* begin Task material *
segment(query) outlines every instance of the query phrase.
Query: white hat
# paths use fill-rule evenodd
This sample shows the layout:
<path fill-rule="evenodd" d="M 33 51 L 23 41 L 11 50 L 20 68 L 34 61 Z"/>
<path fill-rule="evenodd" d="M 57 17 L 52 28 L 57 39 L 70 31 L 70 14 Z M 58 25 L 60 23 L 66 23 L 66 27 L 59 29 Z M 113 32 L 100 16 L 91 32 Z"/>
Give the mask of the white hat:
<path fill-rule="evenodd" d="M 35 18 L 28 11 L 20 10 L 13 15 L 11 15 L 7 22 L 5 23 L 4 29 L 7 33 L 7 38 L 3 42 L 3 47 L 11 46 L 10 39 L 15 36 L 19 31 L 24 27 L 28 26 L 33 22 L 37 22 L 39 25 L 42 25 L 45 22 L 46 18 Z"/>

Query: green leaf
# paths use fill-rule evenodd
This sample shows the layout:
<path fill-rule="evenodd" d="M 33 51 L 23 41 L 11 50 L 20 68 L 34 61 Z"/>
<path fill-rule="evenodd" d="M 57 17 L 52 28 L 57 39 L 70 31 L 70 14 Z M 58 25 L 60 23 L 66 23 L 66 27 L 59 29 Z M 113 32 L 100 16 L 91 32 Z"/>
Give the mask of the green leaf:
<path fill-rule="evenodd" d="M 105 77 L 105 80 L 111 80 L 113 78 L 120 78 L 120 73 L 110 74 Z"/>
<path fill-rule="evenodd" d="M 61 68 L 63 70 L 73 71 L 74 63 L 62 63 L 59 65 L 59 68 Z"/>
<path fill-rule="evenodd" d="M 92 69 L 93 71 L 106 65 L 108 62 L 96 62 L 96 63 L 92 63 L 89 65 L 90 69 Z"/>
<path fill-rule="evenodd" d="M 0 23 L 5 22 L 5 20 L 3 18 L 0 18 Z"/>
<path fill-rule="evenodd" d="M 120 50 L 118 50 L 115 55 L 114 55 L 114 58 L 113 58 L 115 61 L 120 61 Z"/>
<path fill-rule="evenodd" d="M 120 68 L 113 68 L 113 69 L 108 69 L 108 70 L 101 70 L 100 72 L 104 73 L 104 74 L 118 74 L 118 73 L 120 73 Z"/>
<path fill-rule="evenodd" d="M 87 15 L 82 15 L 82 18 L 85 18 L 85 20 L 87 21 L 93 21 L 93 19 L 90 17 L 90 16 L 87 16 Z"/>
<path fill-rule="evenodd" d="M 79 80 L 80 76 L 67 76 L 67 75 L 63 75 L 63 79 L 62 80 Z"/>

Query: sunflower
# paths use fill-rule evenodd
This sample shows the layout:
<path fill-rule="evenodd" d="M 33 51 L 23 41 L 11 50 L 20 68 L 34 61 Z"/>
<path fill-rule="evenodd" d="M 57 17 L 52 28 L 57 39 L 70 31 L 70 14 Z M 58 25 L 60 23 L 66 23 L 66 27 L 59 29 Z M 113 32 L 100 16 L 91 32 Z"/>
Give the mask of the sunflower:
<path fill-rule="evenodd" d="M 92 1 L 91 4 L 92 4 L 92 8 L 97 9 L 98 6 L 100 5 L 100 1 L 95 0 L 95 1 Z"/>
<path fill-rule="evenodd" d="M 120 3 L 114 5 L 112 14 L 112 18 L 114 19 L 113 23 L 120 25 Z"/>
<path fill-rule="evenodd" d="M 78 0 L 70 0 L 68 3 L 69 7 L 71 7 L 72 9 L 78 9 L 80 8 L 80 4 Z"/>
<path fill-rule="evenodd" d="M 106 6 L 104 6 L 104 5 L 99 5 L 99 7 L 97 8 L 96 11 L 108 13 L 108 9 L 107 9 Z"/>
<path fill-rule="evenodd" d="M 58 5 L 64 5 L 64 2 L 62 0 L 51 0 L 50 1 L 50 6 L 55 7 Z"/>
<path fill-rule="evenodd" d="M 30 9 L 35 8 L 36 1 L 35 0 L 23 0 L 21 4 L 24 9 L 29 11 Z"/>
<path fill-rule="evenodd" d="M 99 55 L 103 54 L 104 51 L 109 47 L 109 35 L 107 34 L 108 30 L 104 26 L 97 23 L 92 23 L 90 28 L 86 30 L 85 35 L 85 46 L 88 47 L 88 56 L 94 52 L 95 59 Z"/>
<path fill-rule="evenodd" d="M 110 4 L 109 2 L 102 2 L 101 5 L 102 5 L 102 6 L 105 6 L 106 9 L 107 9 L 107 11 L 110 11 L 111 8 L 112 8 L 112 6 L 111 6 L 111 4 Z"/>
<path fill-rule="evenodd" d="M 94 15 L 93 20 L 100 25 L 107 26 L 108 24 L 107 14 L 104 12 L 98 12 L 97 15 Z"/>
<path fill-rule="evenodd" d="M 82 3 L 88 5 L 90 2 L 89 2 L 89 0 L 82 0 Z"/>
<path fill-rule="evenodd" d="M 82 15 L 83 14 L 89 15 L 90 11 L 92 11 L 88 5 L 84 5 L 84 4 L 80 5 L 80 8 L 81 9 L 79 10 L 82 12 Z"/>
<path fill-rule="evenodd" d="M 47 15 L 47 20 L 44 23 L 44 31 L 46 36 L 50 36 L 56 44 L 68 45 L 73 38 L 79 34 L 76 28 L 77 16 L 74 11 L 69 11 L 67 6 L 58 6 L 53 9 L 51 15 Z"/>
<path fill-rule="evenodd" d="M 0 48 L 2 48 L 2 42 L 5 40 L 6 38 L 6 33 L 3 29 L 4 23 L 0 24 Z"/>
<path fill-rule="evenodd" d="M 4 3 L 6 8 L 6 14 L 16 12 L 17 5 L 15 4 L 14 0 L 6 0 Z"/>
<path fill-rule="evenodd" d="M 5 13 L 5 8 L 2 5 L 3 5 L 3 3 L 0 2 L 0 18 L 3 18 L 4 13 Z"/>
* end Task material *
Copy every entry in the data listing above verbatim, keeping each line unchanged.

segment(query) outlines every instance of the query phrase.
Query: white hat
# paths use fill-rule evenodd
This sample shows the layout:
<path fill-rule="evenodd" d="M 33 51 L 23 41 L 11 50 L 20 68 L 34 61 Z"/>
<path fill-rule="evenodd" d="M 57 17 L 52 28 L 57 39 L 70 31 L 70 14 Z M 58 25 L 60 23 L 66 23 L 66 27 L 59 29 Z M 113 32 L 100 16 L 91 32 Z"/>
Give the mask of the white hat:
<path fill-rule="evenodd" d="M 35 18 L 28 11 L 20 10 L 13 15 L 11 15 L 7 22 L 5 23 L 4 29 L 7 33 L 7 38 L 3 42 L 3 47 L 11 46 L 10 39 L 15 36 L 19 31 L 24 27 L 28 26 L 33 22 L 37 22 L 39 25 L 42 25 L 45 22 L 46 18 Z"/>

Query: green leaf
# paths use fill-rule evenodd
This sample shows the layout:
<path fill-rule="evenodd" d="M 33 51 L 23 41 L 11 50 L 20 68 L 34 61 Z"/>
<path fill-rule="evenodd" d="M 57 17 L 52 28 L 57 39 L 70 31 L 70 14 Z M 58 25 L 60 23 L 66 23 L 66 27 L 59 29 Z M 113 32 L 100 16 L 91 32 Z"/>
Give the mask of the green leaf:
<path fill-rule="evenodd" d="M 105 77 L 105 80 L 111 80 L 113 78 L 120 78 L 120 73 L 110 74 Z"/>
<path fill-rule="evenodd" d="M 61 68 L 63 70 L 73 71 L 74 63 L 62 63 L 59 65 L 59 68 Z"/>
<path fill-rule="evenodd" d="M 92 69 L 93 71 L 106 65 L 108 62 L 96 62 L 96 63 L 92 63 L 89 65 L 90 69 Z"/>
<path fill-rule="evenodd" d="M 0 23 L 5 22 L 5 20 L 3 18 L 0 18 Z"/>
<path fill-rule="evenodd" d="M 120 50 L 118 50 L 115 55 L 114 55 L 114 58 L 113 58 L 115 61 L 120 61 Z"/>
<path fill-rule="evenodd" d="M 120 68 L 113 68 L 113 69 L 108 69 L 108 70 L 101 70 L 100 72 L 104 73 L 104 74 L 118 74 L 118 73 L 120 73 Z"/>
<path fill-rule="evenodd" d="M 87 15 L 82 15 L 82 18 L 85 18 L 85 20 L 87 21 L 93 21 L 93 19 L 90 17 L 90 16 L 87 16 Z"/>
<path fill-rule="evenodd" d="M 79 80 L 80 76 L 67 76 L 67 75 L 63 75 L 63 79 L 62 80 Z"/>

Query: sunflower
# paths use fill-rule evenodd
This sample shows the layout:
<path fill-rule="evenodd" d="M 33 51 L 23 41 L 11 50 L 20 68 L 34 61 Z"/>
<path fill-rule="evenodd" d="M 57 17 L 52 28 L 57 39 L 70 31 L 70 14 Z M 58 25 L 60 23 L 66 23 L 66 27 L 59 29 Z M 113 32 L 100 16 L 91 32 Z"/>
Give the mask of the sunflower:
<path fill-rule="evenodd" d="M 92 1 L 91 4 L 92 4 L 92 8 L 97 9 L 98 6 L 100 5 L 100 1 L 95 0 L 95 1 Z"/>
<path fill-rule="evenodd" d="M 120 3 L 114 5 L 112 14 L 112 18 L 114 19 L 113 23 L 120 25 Z"/>
<path fill-rule="evenodd" d="M 78 0 L 70 0 L 68 3 L 69 7 L 71 7 L 72 9 L 78 9 L 80 8 L 80 4 Z"/>
<path fill-rule="evenodd" d="M 106 6 L 104 6 L 104 5 L 99 5 L 99 7 L 97 8 L 96 11 L 108 13 L 108 9 L 107 9 Z"/>
<path fill-rule="evenodd" d="M 58 5 L 64 5 L 64 2 L 62 0 L 51 0 L 50 1 L 50 6 L 55 7 Z"/>
<path fill-rule="evenodd" d="M 30 9 L 35 8 L 36 1 L 35 0 L 23 0 L 21 4 L 24 9 L 29 11 Z"/>
<path fill-rule="evenodd" d="M 99 55 L 103 54 L 104 51 L 109 47 L 109 35 L 107 34 L 108 30 L 104 26 L 97 23 L 92 23 L 90 28 L 86 30 L 85 35 L 85 46 L 88 47 L 88 56 L 94 52 L 95 59 Z"/>
<path fill-rule="evenodd" d="M 110 4 L 109 2 L 102 2 L 101 5 L 102 5 L 102 6 L 105 6 L 106 9 L 107 9 L 107 11 L 110 11 L 111 8 L 112 8 L 112 6 L 111 6 L 111 4 Z"/>
<path fill-rule="evenodd" d="M 94 15 L 93 20 L 100 25 L 107 26 L 108 24 L 107 14 L 104 12 L 98 12 L 97 15 Z"/>
<path fill-rule="evenodd" d="M 82 3 L 88 5 L 90 2 L 89 2 L 89 0 L 82 0 Z"/>
<path fill-rule="evenodd" d="M 82 15 L 83 14 L 89 15 L 90 11 L 92 11 L 88 5 L 84 5 L 84 4 L 80 5 L 80 8 L 81 9 L 79 10 L 82 12 Z"/>
<path fill-rule="evenodd" d="M 47 15 L 47 20 L 44 23 L 44 31 L 46 36 L 50 36 L 56 44 L 68 45 L 73 38 L 79 34 L 76 28 L 77 16 L 74 11 L 69 11 L 67 6 L 58 6 L 53 9 L 51 15 Z"/>
<path fill-rule="evenodd" d="M 0 48 L 2 48 L 2 42 L 5 40 L 6 38 L 6 33 L 3 29 L 4 23 L 0 24 Z"/>
<path fill-rule="evenodd" d="M 4 3 L 6 8 L 6 14 L 16 12 L 17 5 L 15 4 L 14 0 L 6 0 Z"/>
<path fill-rule="evenodd" d="M 5 13 L 5 8 L 2 5 L 3 5 L 3 3 L 0 2 L 0 18 L 3 18 L 4 13 Z"/>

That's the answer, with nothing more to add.